### Task prompt
Would you transcribe exactly the lines from the one containing "Mark the red torii pillar" to the last line of the data below, both ends included, but none of the pictures?

Stored data entries
────────────────

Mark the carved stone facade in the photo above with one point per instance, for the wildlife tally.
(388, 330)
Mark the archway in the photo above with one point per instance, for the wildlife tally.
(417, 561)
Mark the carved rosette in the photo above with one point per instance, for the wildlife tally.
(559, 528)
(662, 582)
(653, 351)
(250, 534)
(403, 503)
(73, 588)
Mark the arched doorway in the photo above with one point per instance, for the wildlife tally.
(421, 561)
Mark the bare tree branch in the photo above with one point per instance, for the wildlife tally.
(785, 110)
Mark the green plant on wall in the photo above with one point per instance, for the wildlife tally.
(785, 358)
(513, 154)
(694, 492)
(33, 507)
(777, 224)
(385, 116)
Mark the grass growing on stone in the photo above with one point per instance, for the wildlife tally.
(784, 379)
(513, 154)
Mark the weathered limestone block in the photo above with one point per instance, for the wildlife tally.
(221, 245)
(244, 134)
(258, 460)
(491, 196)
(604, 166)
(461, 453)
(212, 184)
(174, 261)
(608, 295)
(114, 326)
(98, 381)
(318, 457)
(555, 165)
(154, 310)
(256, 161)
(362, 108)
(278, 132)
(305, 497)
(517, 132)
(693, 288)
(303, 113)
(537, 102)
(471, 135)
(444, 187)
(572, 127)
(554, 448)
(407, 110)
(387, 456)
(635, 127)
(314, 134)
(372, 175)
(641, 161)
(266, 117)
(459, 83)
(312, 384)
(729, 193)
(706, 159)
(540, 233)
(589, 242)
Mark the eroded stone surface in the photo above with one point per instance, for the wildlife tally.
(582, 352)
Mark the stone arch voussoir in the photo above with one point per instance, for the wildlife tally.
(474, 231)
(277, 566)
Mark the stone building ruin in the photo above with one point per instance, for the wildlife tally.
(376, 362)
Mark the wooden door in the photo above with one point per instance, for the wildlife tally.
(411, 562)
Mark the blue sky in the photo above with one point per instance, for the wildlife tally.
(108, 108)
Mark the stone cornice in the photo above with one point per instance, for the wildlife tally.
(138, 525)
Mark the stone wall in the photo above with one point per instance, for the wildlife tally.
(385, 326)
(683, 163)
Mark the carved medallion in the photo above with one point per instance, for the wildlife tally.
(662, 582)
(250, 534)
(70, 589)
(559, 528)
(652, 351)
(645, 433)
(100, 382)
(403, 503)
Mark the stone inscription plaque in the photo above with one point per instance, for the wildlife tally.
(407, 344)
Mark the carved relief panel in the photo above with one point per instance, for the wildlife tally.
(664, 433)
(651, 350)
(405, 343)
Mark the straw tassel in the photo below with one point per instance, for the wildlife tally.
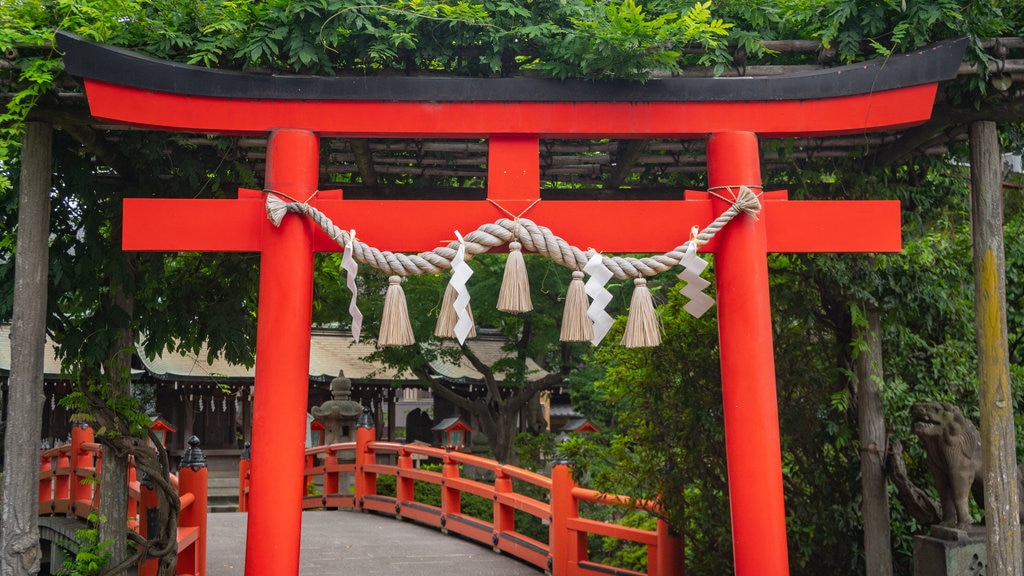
(514, 295)
(395, 328)
(577, 326)
(642, 329)
(448, 318)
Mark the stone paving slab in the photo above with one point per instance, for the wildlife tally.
(351, 543)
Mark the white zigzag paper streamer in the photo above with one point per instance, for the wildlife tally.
(692, 266)
(350, 268)
(460, 274)
(599, 276)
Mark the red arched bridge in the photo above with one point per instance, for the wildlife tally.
(384, 478)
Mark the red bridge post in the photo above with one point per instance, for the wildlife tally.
(194, 479)
(244, 478)
(566, 547)
(80, 460)
(671, 560)
(148, 515)
(366, 482)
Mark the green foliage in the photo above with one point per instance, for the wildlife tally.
(87, 556)
(623, 553)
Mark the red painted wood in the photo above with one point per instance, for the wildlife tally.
(283, 330)
(751, 407)
(418, 225)
(513, 171)
(569, 120)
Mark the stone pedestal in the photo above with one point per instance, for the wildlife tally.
(947, 551)
(339, 416)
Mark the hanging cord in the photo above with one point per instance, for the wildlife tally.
(532, 237)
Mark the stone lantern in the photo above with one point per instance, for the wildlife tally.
(339, 416)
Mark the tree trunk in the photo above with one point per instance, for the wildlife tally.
(20, 480)
(997, 438)
(114, 476)
(871, 426)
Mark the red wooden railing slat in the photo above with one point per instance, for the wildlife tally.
(564, 553)
(67, 487)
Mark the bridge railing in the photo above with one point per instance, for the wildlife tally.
(346, 476)
(69, 484)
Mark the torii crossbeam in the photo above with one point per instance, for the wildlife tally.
(513, 115)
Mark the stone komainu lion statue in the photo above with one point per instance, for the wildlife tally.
(953, 448)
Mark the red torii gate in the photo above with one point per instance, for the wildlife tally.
(513, 115)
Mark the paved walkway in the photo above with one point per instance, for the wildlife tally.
(349, 543)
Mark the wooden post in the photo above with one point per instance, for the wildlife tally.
(19, 533)
(871, 426)
(997, 436)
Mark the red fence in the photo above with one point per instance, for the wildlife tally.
(69, 485)
(554, 500)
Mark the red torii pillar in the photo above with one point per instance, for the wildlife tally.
(215, 103)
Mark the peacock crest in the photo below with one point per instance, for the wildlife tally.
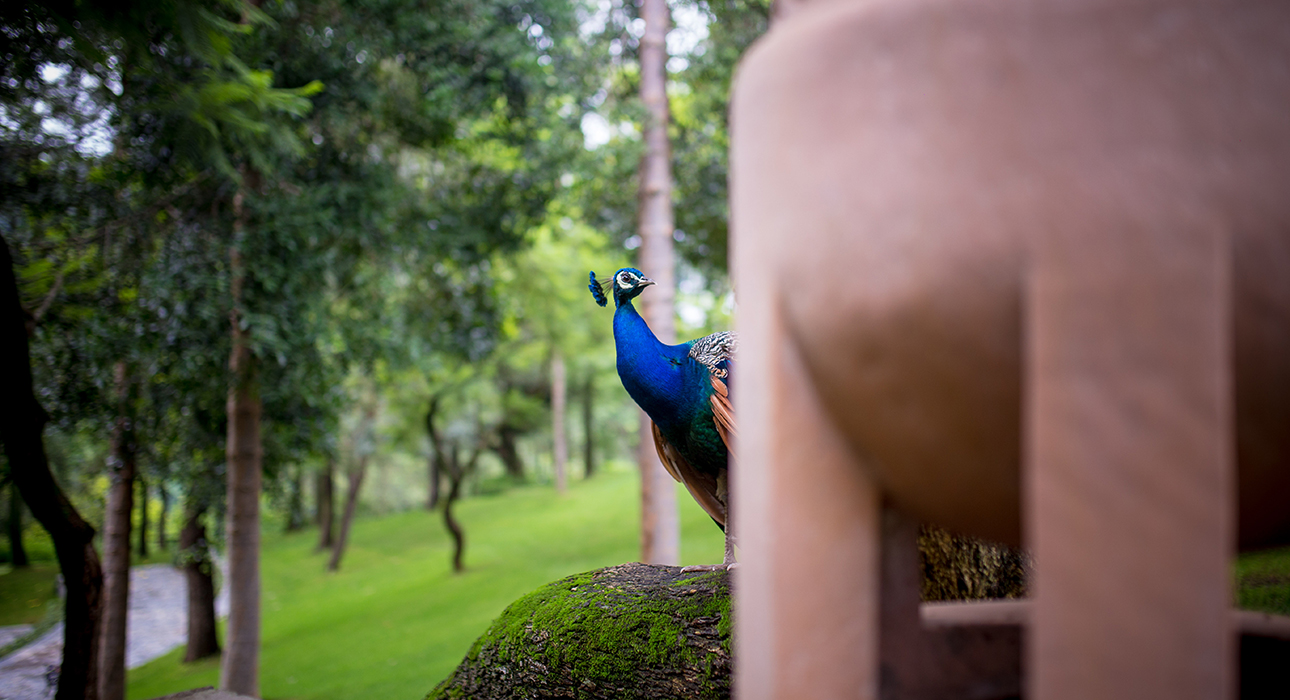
(597, 290)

────────────────

### Finished task
Mark the red torii pillar in the photo above with one point per instance, for the wildlife tally.
(215, 103)
Mark the peacock crest in the photo below with one point per instance, for the wildlife tally.
(597, 290)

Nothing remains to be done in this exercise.